FRAGMENTO PROPUESTO:
* * * *

Pasaban unos minutos de las nueve y media cuando el teniente John Hood se acodó sobre la baranda a babor del Maine con la mirada fija en el puerto de La Habana, cuyas luces centelleaban aquella noche. Sobre la cubierta del acorazado estadounidense apenas soplaba una ligera brisa y el sonido de la retreta había impuesto el silencio, sólo perturbado por los cadenciosos paseos de los centinelas.
Habían transcurrido ya tres semanas desde la entrada del Maine en la bahía de la capital cubana y, desde entonces, las escapadas de sus marineros por tierra firme podían contarse con los dedos. A pesar de que, oficialmente, su visita a La Habana formaba parte de una misión de cortesía, la tripulación era consciente de que su presencia en aquellas aguas era vista como una provocación por las autoridades españolas de la isla.
La noche anterior, sin ir más lejos, habían aparecido pintadas amenazantes hacia el barco estadounidense en algunas viviendas del barrio de Templete, próximo al puerto.
Hacía tres años que Cuba era escenario de una sublevación contra el dominio español y Estados Unidos se había erigido, casi desde su inicio, en el principal sostén internacional de los insurrectos. De repente, una explosión sorda, como de un disparo, puso en alerta a los tripulantes del acorazado. Y sólo unos segundos después, otro estallido de una potencia descomunal hizo sacudirse con violencia el barco. Eran las nueve y cuarenta de la noche del 15 de febrero de 1898 y el Maine se estaba hundiendo.

* * * *

EXTRACTO DE DATOS:

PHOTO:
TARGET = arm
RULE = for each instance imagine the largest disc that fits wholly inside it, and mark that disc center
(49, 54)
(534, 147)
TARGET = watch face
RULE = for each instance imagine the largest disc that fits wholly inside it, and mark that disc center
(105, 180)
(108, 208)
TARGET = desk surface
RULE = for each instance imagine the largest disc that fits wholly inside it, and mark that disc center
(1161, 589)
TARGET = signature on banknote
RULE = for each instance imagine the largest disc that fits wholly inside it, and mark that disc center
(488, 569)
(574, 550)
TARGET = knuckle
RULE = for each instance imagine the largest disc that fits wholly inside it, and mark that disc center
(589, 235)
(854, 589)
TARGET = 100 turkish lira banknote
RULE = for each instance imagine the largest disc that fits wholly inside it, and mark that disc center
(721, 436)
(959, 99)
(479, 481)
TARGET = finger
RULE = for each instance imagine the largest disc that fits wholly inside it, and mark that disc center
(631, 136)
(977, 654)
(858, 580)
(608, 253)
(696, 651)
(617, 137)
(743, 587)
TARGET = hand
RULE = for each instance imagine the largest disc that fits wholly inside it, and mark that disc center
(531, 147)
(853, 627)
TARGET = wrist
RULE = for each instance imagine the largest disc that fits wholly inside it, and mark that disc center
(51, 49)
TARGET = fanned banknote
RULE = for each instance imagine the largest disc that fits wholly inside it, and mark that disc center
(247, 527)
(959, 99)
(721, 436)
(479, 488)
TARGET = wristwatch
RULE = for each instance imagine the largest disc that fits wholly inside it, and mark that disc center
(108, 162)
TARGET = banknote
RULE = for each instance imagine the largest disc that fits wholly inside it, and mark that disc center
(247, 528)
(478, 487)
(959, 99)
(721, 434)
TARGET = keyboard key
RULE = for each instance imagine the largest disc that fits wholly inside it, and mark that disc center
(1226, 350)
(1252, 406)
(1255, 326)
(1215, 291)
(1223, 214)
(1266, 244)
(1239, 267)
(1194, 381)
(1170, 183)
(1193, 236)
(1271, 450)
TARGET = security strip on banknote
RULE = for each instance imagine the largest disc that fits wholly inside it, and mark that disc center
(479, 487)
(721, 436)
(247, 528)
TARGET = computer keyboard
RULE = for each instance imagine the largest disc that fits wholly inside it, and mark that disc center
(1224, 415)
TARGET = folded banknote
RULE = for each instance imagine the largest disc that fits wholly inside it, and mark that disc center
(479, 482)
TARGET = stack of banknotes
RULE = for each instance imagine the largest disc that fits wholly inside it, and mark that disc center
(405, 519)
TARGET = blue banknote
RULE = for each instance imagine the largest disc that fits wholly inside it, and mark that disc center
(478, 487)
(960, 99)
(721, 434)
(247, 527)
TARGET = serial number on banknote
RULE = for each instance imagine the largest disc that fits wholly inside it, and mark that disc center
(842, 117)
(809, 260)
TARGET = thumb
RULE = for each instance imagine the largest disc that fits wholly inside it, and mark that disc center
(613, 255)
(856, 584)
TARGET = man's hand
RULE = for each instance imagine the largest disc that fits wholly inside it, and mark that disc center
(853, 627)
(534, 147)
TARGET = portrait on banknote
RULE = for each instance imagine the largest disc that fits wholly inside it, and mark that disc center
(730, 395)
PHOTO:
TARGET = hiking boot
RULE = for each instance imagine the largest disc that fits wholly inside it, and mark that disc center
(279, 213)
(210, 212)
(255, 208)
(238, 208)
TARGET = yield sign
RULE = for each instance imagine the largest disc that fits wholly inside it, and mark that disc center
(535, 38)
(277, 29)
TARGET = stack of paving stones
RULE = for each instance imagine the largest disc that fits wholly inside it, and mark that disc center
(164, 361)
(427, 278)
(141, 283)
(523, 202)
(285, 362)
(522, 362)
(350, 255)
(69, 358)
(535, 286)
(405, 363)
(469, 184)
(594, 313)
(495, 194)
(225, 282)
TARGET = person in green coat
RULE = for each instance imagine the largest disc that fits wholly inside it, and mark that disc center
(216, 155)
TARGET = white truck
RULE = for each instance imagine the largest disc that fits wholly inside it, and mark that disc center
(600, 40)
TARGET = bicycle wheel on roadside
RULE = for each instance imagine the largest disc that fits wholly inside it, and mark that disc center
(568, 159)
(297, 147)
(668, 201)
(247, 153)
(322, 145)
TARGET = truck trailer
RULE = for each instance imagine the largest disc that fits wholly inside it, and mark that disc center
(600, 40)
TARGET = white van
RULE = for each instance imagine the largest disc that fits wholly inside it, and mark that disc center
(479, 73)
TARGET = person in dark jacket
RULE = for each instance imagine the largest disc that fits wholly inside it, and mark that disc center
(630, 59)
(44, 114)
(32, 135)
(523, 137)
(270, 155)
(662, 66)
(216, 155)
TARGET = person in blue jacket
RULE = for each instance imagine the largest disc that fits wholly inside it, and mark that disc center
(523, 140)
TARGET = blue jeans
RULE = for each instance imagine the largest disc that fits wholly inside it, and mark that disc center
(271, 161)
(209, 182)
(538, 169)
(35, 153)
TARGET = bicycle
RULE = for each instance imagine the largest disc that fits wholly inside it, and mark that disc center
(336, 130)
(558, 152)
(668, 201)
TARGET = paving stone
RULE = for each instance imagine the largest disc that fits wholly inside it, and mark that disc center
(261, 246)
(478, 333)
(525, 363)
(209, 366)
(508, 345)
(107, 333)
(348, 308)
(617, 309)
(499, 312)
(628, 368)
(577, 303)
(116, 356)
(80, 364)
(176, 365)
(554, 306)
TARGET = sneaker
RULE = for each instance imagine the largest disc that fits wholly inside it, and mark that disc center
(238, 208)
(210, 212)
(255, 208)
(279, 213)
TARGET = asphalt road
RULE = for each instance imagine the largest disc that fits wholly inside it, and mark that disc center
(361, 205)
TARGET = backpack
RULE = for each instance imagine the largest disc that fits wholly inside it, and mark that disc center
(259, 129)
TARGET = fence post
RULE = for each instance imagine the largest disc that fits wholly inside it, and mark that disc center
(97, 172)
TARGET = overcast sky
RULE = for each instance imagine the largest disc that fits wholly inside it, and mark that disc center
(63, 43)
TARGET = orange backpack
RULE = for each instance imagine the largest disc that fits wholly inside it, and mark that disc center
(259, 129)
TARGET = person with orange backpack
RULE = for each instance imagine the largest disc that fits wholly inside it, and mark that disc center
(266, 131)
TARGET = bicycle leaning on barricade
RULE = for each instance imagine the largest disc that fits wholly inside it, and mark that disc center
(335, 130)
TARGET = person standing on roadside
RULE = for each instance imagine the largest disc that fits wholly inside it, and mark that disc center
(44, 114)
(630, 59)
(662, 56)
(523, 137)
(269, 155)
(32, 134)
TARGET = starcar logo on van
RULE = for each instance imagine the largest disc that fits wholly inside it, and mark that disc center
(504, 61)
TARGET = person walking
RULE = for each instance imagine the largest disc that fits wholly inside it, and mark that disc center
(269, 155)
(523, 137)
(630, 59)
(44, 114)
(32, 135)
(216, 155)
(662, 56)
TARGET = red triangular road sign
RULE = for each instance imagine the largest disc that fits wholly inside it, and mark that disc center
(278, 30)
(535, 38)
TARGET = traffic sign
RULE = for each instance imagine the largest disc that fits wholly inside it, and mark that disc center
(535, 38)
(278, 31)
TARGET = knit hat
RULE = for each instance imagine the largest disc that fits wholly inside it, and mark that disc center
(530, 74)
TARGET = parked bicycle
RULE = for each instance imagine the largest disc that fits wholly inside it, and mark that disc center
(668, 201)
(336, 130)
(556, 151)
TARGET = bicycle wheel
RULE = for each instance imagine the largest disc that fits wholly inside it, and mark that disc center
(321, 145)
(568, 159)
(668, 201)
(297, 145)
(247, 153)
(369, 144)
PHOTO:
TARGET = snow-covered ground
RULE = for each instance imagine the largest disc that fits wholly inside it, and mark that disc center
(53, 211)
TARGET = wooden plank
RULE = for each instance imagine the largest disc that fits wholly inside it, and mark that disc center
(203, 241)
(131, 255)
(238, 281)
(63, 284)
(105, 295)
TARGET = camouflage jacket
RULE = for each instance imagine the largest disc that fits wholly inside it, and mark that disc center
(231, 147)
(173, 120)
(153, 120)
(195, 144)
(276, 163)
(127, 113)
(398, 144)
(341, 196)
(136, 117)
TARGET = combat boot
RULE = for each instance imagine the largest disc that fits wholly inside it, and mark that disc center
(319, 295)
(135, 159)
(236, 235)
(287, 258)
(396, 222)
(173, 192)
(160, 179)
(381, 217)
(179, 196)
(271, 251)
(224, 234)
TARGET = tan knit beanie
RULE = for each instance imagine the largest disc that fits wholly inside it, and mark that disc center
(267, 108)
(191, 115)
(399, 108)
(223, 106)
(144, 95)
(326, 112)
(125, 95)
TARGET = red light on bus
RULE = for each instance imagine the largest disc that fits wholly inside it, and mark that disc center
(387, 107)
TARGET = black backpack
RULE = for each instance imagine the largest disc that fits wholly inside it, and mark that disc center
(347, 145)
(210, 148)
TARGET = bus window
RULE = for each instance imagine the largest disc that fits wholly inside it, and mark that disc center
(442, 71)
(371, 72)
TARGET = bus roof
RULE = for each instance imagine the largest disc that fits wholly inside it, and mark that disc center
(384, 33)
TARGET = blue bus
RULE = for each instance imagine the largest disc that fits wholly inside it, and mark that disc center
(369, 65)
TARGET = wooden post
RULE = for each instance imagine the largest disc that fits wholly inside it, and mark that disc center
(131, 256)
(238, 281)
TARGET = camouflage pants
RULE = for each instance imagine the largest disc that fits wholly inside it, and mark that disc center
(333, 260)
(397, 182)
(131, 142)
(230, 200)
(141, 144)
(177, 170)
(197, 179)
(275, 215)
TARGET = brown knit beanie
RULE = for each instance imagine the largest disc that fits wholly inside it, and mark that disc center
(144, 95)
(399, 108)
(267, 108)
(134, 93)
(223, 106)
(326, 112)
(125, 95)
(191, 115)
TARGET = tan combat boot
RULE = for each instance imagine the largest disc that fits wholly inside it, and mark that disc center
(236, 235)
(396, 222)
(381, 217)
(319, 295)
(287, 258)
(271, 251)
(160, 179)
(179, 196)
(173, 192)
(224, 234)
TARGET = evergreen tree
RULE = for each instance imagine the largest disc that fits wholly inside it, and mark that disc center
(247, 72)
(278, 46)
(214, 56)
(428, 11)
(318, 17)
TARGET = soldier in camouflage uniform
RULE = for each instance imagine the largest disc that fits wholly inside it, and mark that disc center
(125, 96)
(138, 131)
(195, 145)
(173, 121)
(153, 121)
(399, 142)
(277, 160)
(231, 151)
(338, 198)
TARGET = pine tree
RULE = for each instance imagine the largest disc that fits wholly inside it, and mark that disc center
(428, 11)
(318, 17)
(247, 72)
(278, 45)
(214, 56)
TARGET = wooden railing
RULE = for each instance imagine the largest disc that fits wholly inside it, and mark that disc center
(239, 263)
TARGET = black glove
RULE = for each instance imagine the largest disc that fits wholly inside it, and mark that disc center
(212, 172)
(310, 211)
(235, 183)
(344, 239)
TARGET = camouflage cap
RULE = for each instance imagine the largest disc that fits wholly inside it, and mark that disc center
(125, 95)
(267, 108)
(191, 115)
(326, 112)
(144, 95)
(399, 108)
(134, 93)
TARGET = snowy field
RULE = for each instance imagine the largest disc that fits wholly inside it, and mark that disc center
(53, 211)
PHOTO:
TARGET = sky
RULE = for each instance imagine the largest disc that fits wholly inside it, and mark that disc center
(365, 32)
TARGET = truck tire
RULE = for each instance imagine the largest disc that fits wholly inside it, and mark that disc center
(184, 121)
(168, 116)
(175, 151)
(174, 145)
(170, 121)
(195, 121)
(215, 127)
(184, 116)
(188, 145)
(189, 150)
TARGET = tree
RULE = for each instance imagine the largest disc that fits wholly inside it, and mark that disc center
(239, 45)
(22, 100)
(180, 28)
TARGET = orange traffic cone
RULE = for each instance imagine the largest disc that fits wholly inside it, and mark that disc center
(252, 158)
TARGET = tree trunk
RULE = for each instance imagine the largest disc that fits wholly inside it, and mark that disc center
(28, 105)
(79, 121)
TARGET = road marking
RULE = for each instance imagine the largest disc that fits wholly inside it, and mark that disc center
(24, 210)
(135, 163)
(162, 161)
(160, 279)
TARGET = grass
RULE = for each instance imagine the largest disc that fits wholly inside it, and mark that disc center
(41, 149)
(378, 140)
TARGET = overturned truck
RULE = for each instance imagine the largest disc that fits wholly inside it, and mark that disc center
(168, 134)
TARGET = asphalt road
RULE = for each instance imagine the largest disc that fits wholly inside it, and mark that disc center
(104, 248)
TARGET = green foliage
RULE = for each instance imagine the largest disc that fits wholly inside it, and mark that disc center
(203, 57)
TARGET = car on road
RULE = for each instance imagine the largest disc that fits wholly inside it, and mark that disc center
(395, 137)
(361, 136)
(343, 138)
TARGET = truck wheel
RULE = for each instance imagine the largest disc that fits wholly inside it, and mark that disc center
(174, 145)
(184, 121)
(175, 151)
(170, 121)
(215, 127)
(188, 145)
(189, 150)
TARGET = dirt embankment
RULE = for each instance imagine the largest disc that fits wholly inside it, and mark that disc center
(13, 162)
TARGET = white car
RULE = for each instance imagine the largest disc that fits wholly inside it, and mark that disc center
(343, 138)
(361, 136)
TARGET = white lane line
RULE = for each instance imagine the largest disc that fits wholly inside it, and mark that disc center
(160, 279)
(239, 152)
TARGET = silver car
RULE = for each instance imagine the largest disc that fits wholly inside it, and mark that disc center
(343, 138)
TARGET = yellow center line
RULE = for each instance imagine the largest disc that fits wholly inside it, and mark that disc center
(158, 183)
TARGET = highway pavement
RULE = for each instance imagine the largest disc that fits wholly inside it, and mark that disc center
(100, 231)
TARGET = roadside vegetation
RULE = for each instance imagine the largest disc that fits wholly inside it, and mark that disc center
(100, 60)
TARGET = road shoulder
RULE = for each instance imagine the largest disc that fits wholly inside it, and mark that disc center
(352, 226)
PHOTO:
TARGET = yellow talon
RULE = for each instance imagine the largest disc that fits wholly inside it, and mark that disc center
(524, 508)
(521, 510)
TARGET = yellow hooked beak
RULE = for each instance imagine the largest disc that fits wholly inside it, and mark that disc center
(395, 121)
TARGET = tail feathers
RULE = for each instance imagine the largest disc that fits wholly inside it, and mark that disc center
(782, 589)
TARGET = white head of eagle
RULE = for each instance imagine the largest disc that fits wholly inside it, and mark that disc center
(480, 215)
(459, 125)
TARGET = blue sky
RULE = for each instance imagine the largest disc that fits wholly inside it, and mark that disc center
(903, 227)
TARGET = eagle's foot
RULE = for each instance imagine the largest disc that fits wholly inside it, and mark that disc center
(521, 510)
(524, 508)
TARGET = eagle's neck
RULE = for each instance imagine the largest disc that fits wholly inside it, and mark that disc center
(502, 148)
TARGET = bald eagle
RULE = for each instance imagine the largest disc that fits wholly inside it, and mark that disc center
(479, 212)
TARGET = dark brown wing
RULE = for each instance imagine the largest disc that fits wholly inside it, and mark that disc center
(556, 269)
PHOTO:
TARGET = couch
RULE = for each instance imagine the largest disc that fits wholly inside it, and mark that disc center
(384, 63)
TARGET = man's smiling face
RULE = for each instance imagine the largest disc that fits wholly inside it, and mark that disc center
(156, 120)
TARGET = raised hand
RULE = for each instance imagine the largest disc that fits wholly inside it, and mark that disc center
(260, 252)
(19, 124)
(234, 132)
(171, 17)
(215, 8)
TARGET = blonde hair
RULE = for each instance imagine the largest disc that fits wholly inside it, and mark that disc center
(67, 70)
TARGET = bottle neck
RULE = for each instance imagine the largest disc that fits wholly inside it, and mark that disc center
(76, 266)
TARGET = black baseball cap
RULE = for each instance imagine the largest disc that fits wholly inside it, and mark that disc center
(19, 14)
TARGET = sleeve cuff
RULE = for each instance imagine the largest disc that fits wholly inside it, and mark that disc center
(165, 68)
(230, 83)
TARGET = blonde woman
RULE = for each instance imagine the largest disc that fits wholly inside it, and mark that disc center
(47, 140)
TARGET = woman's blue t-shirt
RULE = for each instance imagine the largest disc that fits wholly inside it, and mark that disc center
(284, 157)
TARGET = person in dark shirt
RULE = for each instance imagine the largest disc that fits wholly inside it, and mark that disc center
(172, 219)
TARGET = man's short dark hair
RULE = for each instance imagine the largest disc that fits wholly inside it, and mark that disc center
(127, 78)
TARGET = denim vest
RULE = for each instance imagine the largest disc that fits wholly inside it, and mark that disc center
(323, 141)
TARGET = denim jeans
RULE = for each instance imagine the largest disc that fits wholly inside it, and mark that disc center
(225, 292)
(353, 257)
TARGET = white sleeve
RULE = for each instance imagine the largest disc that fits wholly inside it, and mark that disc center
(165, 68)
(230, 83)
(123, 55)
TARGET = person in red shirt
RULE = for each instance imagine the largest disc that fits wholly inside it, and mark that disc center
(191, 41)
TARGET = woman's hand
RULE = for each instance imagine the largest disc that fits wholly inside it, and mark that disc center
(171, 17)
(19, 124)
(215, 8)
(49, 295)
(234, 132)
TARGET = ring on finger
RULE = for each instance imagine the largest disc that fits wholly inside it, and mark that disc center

* * * *

PROBLEMA:
¿Cómo seguiría el fragmento sobre el hundimiento del Maine en La Habana? Continúalo a partir de su última oración. Las filas no guardan relación con el fragmento.

RESULTADO FINAL:
Más de 260 de los 350 tripulantes del Maine perecieron tras la explosión del acorazado
En medio de una sucesión de detonaciones, que se extendió durante las tres horas posteriores, y una constante lluvia de materiales procedentes del barco, rodeados de gritos y lamentos, los supervivientes se afanaban por ayudar a los heridos y abandonar la nave, con la colaboración de los barcos más próximos al desastre -tanto españoles como estadounidenses- que enviaron sus botes de salvamento para poner a seguro a los marineros del acorazado estadounidense. Nada de esto impidió las dimensiones del desastre: más de 260 de los 350 hombres que conformaban la tripulación del Maine habían perdido la vida.
Los ecos de la tragedia no tardaron en recorrer la distancia entre la isla caribeña y el territorio estadounidense, donde causaron una gran conmoción. Aunque a esas alturas resultaba del todo aventurado tratar de dilucidar las responsabilidades del suceso, la sombra de la sospecha no tardó en posarse sobre las autoridades españolas.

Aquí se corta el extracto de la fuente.